William Collier Sr. (November 12, 1864 – January 13, 1944), born William Morenus, was an American writer, director and actor.

Collier ran away from home when only 11 years old to join a touring company run by Eddie Foy and in 1879 he appeared as a juvenile in H.M.S. Pinafore. After a notable stage career, he tried motion pictures, under producer Mack Sennett. He then went back to the stage for some years but returned to films when the talkies came along.

In 1910 he appeared at the Elitch Theatre in Denver, Colorado, while his adopted son, stage named William Collier Jr., was recovering from scarlet fever that was followed by typhoid. His son recovered and was able to join his father in a production of The Patriot.

He "once opened The Patriot, one of his own plays, on December 30.  On January 2 he advertised with some degree of truthfulness: 'Second Year in New York.'"

He was married to the actress Louise Allen; she died in 1909 and he married Paula Marr the following year, adopting her son Charles, whom he renamed William Collier Jr. 

Collier died of pneumonia in 1944. He was interred at the Forest Lawn Memorial Park in Glendale, California.

Partial filmography

 Never Again (1916, Short)
 Better Late Than Never (1916, Short) - The Art Student
 The No-Good Guy (1916) - Jimmy Coghlan
 The Servant Question (1920) - Mr. Butler
 Happy Days (1929) - End Man - Minstrel Show
 Harmony at Home (1930) - Joe Haller
 Free and Easy (1930) - Himself - Master of Ceremonies at Premiere
 High Society Blues (1930) - Horace Divine
 She's My Weakness (1930) - David Tuttle
 Up the River (1930) - Pop
 Seas Beneath (1931) - Mugs O'Flaherty (uncredited)

**Objectives:**
(1) Output the William Collier Sr. biography word for word, between "Never Again (1916, Short)" and "Mugs O'Flaherty (uncredited)", inclusive.
(2) Go on with the William Collier Sr. biography from its last line.

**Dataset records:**
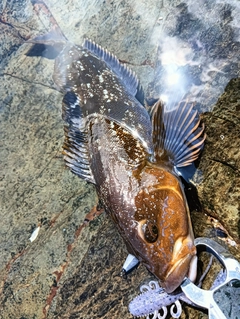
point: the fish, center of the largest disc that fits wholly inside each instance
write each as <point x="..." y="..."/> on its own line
<point x="131" y="155"/>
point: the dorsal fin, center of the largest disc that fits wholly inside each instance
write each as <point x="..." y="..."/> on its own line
<point x="125" y="74"/>
<point x="75" y="147"/>
<point x="177" y="133"/>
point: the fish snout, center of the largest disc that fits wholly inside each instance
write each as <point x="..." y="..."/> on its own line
<point x="183" y="264"/>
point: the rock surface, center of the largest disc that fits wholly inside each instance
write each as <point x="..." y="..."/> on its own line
<point x="71" y="271"/>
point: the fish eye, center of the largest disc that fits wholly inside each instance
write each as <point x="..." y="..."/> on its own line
<point x="150" y="231"/>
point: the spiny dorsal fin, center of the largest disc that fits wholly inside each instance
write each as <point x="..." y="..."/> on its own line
<point x="127" y="76"/>
<point x="177" y="133"/>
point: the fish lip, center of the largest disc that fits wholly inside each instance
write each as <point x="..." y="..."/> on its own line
<point x="175" y="277"/>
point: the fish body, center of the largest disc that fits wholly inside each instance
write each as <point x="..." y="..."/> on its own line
<point x="129" y="154"/>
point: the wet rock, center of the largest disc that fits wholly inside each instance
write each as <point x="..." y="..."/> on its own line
<point x="72" y="271"/>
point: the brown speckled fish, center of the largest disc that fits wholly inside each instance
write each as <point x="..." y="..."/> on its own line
<point x="129" y="155"/>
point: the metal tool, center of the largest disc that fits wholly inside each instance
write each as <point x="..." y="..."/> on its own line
<point x="223" y="301"/>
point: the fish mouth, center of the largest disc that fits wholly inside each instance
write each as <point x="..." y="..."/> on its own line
<point x="184" y="263"/>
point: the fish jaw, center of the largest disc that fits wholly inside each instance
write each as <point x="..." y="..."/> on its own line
<point x="183" y="264"/>
<point x="165" y="240"/>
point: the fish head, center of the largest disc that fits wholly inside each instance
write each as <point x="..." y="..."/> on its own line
<point x="164" y="240"/>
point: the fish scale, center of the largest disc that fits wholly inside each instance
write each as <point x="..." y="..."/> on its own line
<point x="130" y="155"/>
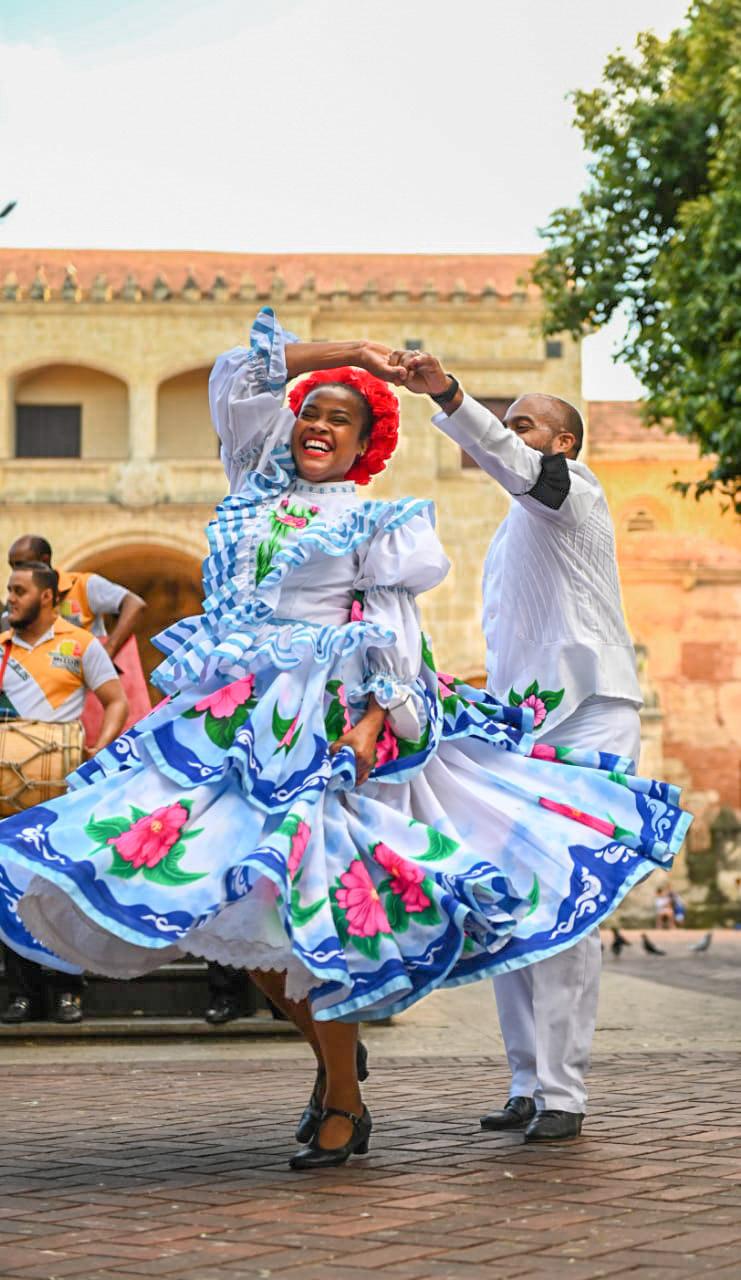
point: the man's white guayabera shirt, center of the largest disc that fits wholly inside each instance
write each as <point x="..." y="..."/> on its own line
<point x="553" y="617"/>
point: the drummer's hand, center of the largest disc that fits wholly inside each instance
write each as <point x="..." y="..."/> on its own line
<point x="375" y="359"/>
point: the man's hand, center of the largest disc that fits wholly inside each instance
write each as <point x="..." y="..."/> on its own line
<point x="362" y="739"/>
<point x="424" y="374"/>
<point x="376" y="359"/>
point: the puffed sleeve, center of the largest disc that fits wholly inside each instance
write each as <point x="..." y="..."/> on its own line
<point x="246" y="397"/>
<point x="402" y="561"/>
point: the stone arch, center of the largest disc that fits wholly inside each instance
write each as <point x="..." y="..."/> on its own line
<point x="183" y="420"/>
<point x="644" y="515"/>
<point x="103" y="398"/>
<point x="165" y="574"/>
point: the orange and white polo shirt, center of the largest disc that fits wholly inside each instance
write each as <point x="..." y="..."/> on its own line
<point x="49" y="680"/>
<point x="85" y="598"/>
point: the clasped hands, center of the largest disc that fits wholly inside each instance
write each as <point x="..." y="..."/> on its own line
<point x="416" y="370"/>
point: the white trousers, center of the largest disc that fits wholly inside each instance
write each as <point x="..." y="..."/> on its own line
<point x="548" y="1010"/>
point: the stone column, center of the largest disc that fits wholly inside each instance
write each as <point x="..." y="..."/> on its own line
<point x="7" y="417"/>
<point x="142" y="421"/>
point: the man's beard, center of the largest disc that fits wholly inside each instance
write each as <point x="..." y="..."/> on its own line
<point x="27" y="618"/>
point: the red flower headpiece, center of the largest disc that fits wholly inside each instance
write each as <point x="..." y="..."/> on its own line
<point x="384" y="408"/>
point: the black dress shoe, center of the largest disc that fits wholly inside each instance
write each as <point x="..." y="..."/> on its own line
<point x="554" y="1127"/>
<point x="311" y="1114"/>
<point x="19" y="1010"/>
<point x="321" y="1157"/>
<point x="222" y="1009"/>
<point x="517" y="1111"/>
<point x="67" y="1008"/>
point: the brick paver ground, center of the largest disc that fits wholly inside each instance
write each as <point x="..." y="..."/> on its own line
<point x="117" y="1171"/>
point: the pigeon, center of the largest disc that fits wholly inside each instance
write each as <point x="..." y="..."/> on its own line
<point x="618" y="942"/>
<point x="649" y="946"/>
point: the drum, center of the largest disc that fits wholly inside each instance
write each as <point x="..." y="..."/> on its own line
<point x="35" y="759"/>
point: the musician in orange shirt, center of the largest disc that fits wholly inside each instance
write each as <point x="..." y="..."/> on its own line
<point x="47" y="666"/>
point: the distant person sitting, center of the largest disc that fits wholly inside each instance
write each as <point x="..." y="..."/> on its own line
<point x="47" y="667"/>
<point x="663" y="909"/>
<point x="85" y="598"/>
<point x="225" y="990"/>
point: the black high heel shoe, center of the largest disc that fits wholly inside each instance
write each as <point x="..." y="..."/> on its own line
<point x="311" y="1115"/>
<point x="321" y="1157"/>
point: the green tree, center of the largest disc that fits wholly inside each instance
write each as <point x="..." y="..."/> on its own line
<point x="658" y="229"/>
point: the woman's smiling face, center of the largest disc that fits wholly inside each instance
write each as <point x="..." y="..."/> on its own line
<point x="330" y="430"/>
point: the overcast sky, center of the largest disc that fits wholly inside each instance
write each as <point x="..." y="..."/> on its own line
<point x="315" y="126"/>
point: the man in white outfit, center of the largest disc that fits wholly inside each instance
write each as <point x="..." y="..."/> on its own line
<point x="557" y="641"/>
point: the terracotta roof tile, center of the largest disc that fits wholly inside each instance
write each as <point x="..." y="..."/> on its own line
<point x="620" y="423"/>
<point x="444" y="272"/>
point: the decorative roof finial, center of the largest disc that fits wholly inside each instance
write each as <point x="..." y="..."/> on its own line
<point x="71" y="291"/>
<point x="307" y="291"/>
<point x="219" y="291"/>
<point x="191" y="291"/>
<point x="247" y="289"/>
<point x="10" y="291"/>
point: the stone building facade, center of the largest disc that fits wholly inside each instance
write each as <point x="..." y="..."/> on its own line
<point x="131" y="337"/>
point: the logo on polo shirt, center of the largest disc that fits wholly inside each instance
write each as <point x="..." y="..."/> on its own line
<point x="67" y="654"/>
<point x="72" y="611"/>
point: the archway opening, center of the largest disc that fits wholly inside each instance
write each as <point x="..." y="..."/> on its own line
<point x="167" y="579"/>
<point x="183" y="420"/>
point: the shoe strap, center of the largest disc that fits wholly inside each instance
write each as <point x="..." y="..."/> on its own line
<point x="337" y="1111"/>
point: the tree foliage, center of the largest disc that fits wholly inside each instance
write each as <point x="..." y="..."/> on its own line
<point x="658" y="229"/>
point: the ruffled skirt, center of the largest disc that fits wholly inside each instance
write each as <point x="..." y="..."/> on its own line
<point x="223" y="827"/>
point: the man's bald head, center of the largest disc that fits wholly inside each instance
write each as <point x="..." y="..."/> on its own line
<point x="27" y="549"/>
<point x="547" y="423"/>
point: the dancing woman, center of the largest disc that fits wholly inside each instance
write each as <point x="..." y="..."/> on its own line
<point x="314" y="801"/>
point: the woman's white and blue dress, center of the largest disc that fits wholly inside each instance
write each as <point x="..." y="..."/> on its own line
<point x="220" y="826"/>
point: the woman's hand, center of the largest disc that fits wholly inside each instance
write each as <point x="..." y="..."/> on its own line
<point x="424" y="374"/>
<point x="376" y="359"/>
<point x="362" y="739"/>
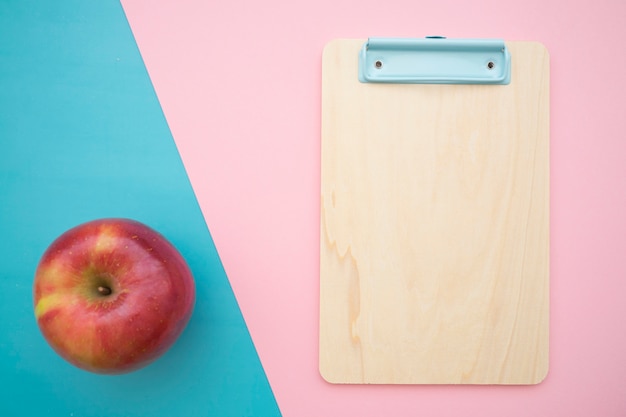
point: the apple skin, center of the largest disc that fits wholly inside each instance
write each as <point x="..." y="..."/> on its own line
<point x="152" y="295"/>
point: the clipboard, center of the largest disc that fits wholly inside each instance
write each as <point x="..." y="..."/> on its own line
<point x="434" y="225"/>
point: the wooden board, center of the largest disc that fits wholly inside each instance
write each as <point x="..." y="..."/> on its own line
<point x="434" y="256"/>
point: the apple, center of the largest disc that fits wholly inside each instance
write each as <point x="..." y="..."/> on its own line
<point x="112" y="295"/>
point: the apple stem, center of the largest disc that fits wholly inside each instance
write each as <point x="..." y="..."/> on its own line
<point x="104" y="290"/>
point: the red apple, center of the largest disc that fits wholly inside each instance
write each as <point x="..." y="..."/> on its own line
<point x="112" y="295"/>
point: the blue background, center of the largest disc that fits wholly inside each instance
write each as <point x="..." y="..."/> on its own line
<point x="82" y="136"/>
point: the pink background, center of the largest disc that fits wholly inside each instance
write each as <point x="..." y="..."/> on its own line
<point x="239" y="83"/>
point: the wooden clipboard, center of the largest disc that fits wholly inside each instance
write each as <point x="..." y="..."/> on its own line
<point x="434" y="252"/>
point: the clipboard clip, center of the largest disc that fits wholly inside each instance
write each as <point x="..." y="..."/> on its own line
<point x="434" y="60"/>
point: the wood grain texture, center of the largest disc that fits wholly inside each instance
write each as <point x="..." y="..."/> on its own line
<point x="434" y="255"/>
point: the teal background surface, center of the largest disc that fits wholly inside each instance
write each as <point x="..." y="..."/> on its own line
<point x="82" y="136"/>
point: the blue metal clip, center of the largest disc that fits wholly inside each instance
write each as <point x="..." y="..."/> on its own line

**Task-by-task outputs:**
(1)
Never Again (1916, Short)
 Better Late Than Never (1916, Short) - The Art Student
 The No-Good Guy (1916) - Jimmy Coghlan
 The Servant Question (1920) - Mr. Butler
 Happy Days (1929) - End Man - Minstrel Show
 Harmony at Home (1930) - Joe Haller
 Free and Easy (1930) - Himself - Master of Ceremonies at Premiere
 High Society Blues (1930) - Horace Divine
 She's My Weakness (1930) - David Tuttle
 Up the River (1930) - Pop
 Seas Beneath (1931) - Mugs O'Flaherty (uncredited)

(2)
 Mr. Lemon of Orange (1931) - Mr. Blake
 6 Cylinder Love (1931) - Richard Burton
 Annabelle's Affairs (1931) - Wickham
 The Brat (1931) - Judge Emmett A. O'Flaherty
 Stepping Sisters (1932) - Herbert Ramsey
 After Tomorrow (1932) - Willie Taylor
 The Washington Masquerade (1932) - Babcock
 Hot Saturday (1932) - Mr. Brock
 Madison Square Garden (1932) - Doc Williams
 All of Me (1934) - Jerry Helman
 The Crosby Case (1934) - The Detective-Police Sgt. Melody
 Cheaters (1934) - K.C. Kelly
 A Successful Failure (1934) - Ellery Cushing aka Uncle Dudley
 The Murder Man (1935) - 'Pop' Grey
 Annapolis Farewell (1935) - Rumboat Charlie
 The Bride Comes Home (1935) - Alfred Desmereau
 Love on a Bet (1936) - Uncle Carlton MacCreigh
 Give Us This Night (1936) - Priest
 Cain and Mabel (1936) - Pop Walters
 Valiant Is the Word for Carrie (1936) - Ed Moresby
 Josette (1938) - David Brassard Sr.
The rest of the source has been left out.